Give the listing again in full, exactly as written.

= = = = = = =

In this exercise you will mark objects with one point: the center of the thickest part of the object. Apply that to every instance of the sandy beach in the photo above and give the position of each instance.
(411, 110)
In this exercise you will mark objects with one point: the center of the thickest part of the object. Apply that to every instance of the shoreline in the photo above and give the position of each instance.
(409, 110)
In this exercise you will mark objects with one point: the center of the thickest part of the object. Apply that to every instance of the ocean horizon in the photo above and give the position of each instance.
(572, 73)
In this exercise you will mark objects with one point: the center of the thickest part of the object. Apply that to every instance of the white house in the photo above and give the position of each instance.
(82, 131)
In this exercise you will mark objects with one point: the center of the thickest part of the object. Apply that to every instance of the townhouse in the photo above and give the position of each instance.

= = = = = = =

SOLUTION TO THIS PROBLEM:
In this exercise you will mark objects with one point: the center of the thickest part of the object. Apply that to every instance of the sandy beach in the photo above and give the position of each instance.
(411, 110)
In this exercise you will mark objects with one point: the center of the thickest part of the object. Apply that to every instance of the shoreline in the photo above and give the position of each instance.
(409, 110)
In this exercise you will mark objects with one point: the center of the thickest part of the object. Apply that to every instance of the ocean horizon in the photo above and give the position of each instance.
(572, 73)
In this exercise you will mark objects with one point: the center of the thickest part of the object. Apply that to every instance of the white house in the photo above and give the position of each instance.
(82, 131)
In this exercise you will mark objects with one point: the center of the thickest part of the object. Apply that to every instance of the townhouse in the photo above and give the position of each instance.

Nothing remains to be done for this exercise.